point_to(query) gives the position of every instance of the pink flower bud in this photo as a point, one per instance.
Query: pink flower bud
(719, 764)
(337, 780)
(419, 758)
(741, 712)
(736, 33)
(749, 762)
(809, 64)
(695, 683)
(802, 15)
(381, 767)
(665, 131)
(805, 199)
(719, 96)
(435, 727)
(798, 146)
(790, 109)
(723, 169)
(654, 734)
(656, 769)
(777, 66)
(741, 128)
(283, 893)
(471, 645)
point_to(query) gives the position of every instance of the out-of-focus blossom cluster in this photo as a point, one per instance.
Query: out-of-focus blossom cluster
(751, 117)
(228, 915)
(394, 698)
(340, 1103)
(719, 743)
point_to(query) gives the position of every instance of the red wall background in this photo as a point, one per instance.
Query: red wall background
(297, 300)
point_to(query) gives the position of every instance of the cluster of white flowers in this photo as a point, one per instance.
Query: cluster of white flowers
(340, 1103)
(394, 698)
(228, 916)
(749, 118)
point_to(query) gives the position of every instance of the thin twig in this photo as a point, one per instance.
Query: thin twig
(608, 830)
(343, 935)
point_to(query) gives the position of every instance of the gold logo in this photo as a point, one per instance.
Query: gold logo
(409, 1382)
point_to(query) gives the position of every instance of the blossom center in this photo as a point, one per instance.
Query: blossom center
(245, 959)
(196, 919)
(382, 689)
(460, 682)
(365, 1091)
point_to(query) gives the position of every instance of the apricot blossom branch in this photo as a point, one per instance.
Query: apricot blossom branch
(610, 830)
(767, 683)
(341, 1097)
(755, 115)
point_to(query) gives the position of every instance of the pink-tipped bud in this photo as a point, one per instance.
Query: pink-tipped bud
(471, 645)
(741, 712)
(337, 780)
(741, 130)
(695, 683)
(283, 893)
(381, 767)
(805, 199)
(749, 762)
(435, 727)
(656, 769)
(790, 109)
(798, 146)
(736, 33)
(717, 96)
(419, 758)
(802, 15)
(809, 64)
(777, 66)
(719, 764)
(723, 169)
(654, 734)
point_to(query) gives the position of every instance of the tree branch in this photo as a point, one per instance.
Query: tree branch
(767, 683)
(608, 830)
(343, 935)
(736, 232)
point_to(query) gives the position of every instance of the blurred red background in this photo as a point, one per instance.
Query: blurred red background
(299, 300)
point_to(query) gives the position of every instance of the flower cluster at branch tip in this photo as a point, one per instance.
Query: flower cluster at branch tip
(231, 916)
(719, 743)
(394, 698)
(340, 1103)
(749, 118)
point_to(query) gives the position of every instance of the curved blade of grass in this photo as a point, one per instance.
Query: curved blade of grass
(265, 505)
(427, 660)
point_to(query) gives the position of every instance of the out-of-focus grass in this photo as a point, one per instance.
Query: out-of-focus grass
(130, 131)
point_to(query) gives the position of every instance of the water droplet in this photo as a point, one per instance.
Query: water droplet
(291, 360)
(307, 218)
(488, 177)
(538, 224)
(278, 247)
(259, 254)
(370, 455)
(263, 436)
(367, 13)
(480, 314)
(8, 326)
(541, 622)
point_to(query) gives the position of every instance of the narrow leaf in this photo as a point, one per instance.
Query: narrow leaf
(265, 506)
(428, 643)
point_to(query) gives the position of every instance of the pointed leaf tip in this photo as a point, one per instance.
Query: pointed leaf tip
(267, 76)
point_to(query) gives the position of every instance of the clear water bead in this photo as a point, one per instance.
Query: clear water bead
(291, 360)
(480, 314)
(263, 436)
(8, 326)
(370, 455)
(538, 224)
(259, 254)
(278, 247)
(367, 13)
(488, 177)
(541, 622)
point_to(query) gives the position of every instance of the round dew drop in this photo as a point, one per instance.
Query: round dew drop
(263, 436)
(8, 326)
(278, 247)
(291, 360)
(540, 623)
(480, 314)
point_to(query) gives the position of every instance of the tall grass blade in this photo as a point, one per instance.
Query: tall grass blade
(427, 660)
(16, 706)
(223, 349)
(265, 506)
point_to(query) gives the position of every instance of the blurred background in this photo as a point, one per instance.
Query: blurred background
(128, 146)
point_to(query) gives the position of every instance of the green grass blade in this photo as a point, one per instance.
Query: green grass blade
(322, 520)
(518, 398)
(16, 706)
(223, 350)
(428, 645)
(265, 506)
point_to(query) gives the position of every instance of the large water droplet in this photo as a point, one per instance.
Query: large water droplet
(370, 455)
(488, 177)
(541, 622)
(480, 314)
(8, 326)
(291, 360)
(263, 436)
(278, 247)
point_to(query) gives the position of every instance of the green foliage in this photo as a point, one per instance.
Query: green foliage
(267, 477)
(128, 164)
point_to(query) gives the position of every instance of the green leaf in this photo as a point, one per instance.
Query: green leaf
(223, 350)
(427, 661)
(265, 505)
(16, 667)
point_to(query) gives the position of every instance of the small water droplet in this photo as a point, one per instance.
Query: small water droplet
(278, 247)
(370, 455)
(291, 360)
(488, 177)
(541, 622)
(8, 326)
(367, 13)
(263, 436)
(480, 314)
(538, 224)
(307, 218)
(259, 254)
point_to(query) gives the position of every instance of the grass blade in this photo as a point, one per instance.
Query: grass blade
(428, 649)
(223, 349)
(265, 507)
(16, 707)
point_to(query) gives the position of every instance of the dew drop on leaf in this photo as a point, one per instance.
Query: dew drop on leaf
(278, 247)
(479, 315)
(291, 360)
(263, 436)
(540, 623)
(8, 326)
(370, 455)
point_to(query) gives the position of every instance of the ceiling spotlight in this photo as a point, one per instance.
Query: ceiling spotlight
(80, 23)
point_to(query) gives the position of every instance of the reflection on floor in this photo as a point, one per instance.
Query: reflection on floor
++++++++
* _To be done_
Above are some records. Print them all exactly.

* _Result_
point_to(query) gives the position of every instance of the pink flower bud in this photo as a point, one per instance.
Query: pink flower bud
(719, 764)
(337, 780)
(419, 758)
(741, 712)
(736, 33)
(749, 762)
(809, 64)
(695, 683)
(802, 15)
(381, 767)
(665, 131)
(805, 199)
(719, 96)
(435, 727)
(798, 146)
(790, 109)
(723, 169)
(654, 734)
(656, 769)
(777, 66)
(741, 128)
(283, 893)
(471, 645)
point_to(query) gives the position of every instance of the out-of-focus blossom cluster in this photo as a point, one per instance.
Query: out-of-focus blossom cluster
(751, 117)
(228, 915)
(394, 698)
(340, 1103)
(719, 743)
point_to(query) gives the position of every instance of the red wall background in this photo as a point, one per instance.
Query: red wall background
(297, 300)
point_to(query) gives the position of every instance of the cluster of white flowers in this photo as a point, one per instance.
Query: cluster of white flowers
(340, 1103)
(394, 698)
(228, 916)
(749, 118)
point_to(query) gives the position of every instance of the thin twig in this photo as a point, one per instance.
Query: thin twig
(608, 830)
(343, 935)
point_to(query) gives the position of every instance of the gold logo in this photo as a point, one per instance.
Query: gold logo
(409, 1382)
point_to(query) gives the position of every instance of the blossom center in this photo as a point, one per instance.
Query: blossom center
(245, 959)
(196, 919)
(382, 689)
(460, 682)
(365, 1091)
point_to(query) gives the position of every instance of the apricot blossom branch in this photo as a point, one per instance.
Query: apricot blossom branch
(610, 830)
(767, 683)
(341, 1097)
(755, 115)
point_to(query) gives the position of every instance of the pink-tipped bud in this photo as a point, one per instance.
Query: pink-tipped bud
(471, 645)
(741, 712)
(337, 780)
(741, 130)
(695, 683)
(283, 893)
(381, 767)
(805, 199)
(749, 762)
(435, 727)
(656, 769)
(790, 109)
(798, 146)
(736, 33)
(717, 96)
(419, 758)
(802, 15)
(809, 64)
(777, 66)
(719, 764)
(723, 169)
(654, 734)
point_to(query) gives the position of every instance of the tree branch in this photo as a point, one per instance.
Query: tree branch
(767, 683)
(608, 830)
(343, 935)
(736, 232)
point_to(query) gives the position of every instance of the blurred red background in this photo as a point, one per instance.
Query: blurred red background
(299, 300)
point_to(query) gives the position of every instance of the flower cluster at branch tip in this photo as a point, one per instance.
Query: flower cluster at branch tip
(231, 916)
(719, 743)
(394, 698)
(340, 1103)
(749, 118)
point_to(query) gives the position of every instance of the curved blade of grass in this photo as a point, one per instance.
Query: curved blade of grass
(265, 505)
(427, 660)
point_to(query) gives the position of every instance of the out-of-focus grass in this photo as a point, one per instance.
Query: out-of-focus grass
(130, 131)
point_to(query) gives the position of every instance of the water droplet in this photo as a point, one per instance.
Query: water droplet
(291, 360)
(307, 218)
(488, 177)
(538, 224)
(278, 247)
(259, 254)
(370, 455)
(263, 436)
(367, 13)
(480, 314)
(8, 326)
(541, 622)
point_to(query) gives the position of every instance of the narrow leaf in this photo as a point, one per instance.
Query: narrow leaf
(265, 506)
(428, 643)
point_to(query) gives the position of every instance of the pointed leaf tip in this photo as a point, one per instance.
Query: pointed leaf tip
(267, 76)
point_to(query) gives the position of every instance of the clear water bead in this photo as a point, one per instance.
Query: clear water bead
(291, 360)
(480, 314)
(263, 436)
(8, 326)
(370, 455)
(538, 224)
(259, 254)
(278, 247)
(367, 13)
(488, 177)
(541, 622)
point_to(query) gives the position of every instance of the round dew drop in this photo as a point, one per instance.
Query: round dew drop
(263, 436)
(8, 326)
(278, 247)
(291, 360)
(540, 623)
(480, 314)
point_to(query) gives the position of every instance of the tall grass blade in this photo as a point, one per instance.
Query: tall grass blade
(427, 660)
(16, 706)
(223, 349)
(265, 506)
point_to(query) gives the position of every instance of the blurred background in this photo as a point, one per instance.
Query: blurred background
(128, 146)
point_to(query) gives the position of every instance of the green grass blade in this photo as a point, one per instance.
Query: green grass blade
(322, 520)
(518, 398)
(16, 706)
(223, 350)
(428, 645)
(265, 506)
point_to(query) gives the position of every instance of the large water droplet in this photo as a point, one per instance.
Query: large water droplet
(370, 455)
(488, 177)
(541, 622)
(480, 314)
(8, 326)
(291, 360)
(263, 436)
(278, 247)
point_to(query) gives the position of every instance of the green foliage in this photo as a point, one per instance.
Query: green foliage
(267, 477)
(128, 164)
point_to(query) gives the position of every instance of the green leaf in this photo as a point, one per instance.
Query: green leaf
(223, 350)
(427, 661)
(265, 505)
(16, 667)
point_to(query) gives the position of every instance of the small water droplet in this photo as a point, one per instance.
Query: small water droplet
(278, 247)
(370, 455)
(291, 360)
(488, 177)
(541, 622)
(8, 326)
(367, 13)
(263, 436)
(480, 314)
(538, 224)
(307, 218)
(259, 254)
point_to(query) gives the position of every instance of the grass blade in this photo as a point, one per instance.
Query: grass blade
(428, 649)
(223, 349)
(265, 507)
(16, 707)
point_to(query) gives the position of every instance of the dew drop on leaf in this photo as a point, one per instance.
Query: dew drop on leaf
(278, 247)
(479, 315)
(291, 360)
(263, 436)
(540, 623)
(8, 326)
(370, 455)
point_to(query) gives the position of every instance of the ceiling spotlight in this photo as a point, one per instance.
Query: ceiling spotlight
(80, 23)
point_to(query) gives the position of every instance of the reflection on floor in this photo as a point, one per instance.
Query: reflection on floor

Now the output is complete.